##### MATERIALS PROVIDED
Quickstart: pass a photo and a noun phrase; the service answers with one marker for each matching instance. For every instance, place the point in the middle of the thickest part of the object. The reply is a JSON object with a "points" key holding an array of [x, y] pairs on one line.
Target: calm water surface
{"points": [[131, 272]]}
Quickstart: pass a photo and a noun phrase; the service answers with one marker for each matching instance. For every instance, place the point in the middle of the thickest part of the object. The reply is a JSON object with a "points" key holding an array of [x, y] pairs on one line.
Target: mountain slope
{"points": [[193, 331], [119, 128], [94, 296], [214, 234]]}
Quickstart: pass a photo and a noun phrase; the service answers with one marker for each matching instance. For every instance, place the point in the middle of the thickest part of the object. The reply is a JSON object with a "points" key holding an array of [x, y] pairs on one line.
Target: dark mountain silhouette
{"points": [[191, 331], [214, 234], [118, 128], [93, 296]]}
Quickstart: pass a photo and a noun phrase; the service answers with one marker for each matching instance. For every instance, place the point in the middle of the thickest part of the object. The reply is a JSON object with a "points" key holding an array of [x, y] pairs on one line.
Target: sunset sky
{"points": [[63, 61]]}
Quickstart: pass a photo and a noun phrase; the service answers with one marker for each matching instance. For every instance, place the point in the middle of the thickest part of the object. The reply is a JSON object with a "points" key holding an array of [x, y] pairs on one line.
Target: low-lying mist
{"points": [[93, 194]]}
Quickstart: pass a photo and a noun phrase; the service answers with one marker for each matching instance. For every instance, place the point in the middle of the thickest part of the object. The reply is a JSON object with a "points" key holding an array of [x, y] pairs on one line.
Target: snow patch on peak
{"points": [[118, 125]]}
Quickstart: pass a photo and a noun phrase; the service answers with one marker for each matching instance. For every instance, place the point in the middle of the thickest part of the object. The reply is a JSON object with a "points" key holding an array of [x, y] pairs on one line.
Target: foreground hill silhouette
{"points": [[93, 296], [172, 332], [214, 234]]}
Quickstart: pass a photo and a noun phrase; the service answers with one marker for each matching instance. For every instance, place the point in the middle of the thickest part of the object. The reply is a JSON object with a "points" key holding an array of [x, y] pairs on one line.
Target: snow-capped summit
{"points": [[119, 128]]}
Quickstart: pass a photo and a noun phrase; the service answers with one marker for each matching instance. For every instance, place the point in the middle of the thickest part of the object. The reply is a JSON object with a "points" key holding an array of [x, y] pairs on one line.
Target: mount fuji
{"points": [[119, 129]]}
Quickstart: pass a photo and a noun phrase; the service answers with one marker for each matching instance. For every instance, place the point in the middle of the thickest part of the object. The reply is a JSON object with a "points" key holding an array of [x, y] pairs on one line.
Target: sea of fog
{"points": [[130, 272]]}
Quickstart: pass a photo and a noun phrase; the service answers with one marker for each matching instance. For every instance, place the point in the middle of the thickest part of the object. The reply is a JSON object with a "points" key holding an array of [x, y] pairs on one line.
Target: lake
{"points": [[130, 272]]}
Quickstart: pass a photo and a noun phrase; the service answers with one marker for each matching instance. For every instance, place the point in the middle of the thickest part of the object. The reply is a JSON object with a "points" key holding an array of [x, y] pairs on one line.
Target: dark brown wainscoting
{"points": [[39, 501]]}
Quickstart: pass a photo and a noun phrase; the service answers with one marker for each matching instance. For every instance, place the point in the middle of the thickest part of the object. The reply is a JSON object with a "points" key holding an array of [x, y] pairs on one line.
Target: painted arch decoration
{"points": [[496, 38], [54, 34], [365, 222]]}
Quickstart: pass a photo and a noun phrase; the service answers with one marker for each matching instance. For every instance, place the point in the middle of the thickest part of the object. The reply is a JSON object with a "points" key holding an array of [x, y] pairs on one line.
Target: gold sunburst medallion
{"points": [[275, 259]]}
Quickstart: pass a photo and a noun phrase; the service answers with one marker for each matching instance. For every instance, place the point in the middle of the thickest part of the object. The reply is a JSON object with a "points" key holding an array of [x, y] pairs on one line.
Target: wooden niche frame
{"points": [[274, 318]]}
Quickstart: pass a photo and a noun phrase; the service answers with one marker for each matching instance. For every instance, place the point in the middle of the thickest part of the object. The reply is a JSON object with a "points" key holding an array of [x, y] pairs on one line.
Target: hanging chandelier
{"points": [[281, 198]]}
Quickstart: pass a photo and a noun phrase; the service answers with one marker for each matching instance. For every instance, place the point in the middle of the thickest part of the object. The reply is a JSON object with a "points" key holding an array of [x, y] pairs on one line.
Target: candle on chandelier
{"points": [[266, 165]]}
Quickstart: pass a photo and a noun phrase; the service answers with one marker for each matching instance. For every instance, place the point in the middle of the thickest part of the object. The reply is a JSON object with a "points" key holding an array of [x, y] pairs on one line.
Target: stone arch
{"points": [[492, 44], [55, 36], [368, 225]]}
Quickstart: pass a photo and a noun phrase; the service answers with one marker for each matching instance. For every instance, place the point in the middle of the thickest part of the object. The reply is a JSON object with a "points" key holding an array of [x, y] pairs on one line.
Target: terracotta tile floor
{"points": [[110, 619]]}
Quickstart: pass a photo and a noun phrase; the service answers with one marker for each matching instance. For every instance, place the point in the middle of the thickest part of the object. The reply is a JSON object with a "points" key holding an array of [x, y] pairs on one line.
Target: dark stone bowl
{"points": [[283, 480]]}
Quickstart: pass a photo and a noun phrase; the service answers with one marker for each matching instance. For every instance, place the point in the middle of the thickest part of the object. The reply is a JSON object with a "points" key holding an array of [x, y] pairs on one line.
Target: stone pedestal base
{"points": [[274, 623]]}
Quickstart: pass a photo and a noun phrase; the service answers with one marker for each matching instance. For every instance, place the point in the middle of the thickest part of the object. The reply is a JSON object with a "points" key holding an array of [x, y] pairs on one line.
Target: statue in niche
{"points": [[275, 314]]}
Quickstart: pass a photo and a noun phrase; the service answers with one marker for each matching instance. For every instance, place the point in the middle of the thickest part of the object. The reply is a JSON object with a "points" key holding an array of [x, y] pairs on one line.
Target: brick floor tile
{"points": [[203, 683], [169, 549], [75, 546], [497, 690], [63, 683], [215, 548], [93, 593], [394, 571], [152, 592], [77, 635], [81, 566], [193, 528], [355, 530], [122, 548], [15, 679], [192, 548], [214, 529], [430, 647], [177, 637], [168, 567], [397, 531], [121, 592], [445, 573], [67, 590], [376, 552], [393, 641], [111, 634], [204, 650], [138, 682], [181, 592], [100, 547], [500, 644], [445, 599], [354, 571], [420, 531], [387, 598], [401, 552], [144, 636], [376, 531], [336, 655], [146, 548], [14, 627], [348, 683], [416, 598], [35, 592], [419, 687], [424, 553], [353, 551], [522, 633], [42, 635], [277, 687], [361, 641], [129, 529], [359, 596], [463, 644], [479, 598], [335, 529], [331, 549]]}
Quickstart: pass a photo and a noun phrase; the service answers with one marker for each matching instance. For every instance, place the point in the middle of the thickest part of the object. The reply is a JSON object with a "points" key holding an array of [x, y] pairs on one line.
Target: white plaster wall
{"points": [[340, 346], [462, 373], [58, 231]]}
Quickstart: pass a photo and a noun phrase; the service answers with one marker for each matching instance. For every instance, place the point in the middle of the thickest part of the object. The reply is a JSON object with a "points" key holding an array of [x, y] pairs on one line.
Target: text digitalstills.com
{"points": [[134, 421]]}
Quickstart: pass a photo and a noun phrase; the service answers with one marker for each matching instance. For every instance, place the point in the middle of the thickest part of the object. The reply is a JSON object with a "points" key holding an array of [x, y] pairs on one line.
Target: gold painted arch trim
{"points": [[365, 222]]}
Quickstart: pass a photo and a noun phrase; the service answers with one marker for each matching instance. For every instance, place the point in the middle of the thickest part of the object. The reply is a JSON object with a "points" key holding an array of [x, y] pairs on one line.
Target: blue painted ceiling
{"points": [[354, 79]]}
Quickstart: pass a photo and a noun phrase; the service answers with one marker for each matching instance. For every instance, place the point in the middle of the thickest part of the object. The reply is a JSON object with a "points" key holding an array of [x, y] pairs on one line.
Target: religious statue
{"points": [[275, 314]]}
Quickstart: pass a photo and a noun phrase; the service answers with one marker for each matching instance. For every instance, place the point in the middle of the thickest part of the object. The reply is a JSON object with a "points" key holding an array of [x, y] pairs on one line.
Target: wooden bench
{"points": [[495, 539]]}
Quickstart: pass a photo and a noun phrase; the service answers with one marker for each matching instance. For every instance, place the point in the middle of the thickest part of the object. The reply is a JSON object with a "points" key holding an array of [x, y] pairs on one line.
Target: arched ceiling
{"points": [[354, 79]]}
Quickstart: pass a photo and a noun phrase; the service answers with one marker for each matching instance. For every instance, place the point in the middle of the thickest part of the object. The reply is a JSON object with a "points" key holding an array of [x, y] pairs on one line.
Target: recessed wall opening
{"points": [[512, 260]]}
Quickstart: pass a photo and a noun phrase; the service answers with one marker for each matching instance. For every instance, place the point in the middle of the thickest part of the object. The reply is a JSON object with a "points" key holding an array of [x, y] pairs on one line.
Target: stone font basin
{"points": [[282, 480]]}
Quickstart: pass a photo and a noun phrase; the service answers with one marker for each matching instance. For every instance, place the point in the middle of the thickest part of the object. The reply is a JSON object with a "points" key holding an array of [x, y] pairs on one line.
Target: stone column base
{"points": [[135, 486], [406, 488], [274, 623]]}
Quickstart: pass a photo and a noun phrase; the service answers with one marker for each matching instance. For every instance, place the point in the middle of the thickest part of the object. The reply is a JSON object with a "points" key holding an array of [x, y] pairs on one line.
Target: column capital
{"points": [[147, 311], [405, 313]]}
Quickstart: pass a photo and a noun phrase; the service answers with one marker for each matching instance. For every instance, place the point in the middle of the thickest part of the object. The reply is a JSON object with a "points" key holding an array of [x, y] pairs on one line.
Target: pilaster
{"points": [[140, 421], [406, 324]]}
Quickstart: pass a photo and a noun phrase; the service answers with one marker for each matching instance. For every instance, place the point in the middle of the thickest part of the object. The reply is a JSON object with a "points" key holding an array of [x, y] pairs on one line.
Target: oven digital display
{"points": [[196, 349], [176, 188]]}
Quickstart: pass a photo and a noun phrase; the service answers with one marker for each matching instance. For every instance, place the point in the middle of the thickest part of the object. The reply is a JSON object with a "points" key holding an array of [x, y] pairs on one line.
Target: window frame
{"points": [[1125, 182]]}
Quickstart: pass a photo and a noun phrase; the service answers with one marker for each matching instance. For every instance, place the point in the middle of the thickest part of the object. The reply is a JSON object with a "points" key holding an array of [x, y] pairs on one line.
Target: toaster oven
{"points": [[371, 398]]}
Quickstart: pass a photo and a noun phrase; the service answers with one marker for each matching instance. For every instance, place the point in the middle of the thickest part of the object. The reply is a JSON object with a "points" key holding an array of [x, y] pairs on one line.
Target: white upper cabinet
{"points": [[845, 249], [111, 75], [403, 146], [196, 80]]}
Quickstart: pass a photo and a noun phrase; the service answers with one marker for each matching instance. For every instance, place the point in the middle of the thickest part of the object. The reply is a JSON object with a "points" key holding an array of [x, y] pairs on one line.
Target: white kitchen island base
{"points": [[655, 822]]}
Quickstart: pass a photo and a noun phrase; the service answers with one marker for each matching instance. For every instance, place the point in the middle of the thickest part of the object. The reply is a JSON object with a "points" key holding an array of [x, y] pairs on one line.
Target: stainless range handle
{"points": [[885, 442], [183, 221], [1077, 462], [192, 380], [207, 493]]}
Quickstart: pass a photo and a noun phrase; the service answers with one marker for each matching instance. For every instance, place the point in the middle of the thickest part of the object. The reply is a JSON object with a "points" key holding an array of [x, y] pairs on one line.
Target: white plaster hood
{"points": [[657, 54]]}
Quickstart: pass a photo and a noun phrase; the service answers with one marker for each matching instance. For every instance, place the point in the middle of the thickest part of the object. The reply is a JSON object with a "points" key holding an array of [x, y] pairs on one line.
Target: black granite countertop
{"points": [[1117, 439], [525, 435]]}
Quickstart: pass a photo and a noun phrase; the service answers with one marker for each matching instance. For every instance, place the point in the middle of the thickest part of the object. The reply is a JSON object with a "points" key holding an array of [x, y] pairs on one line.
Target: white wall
##########
» **DESCRIPTION OF THE TASK**
Show every line of the records above that contains the word "column", copying each one in full.

» **SOLUTION FOR THIS EXERCISE**
Target: stone column base
Target: column capital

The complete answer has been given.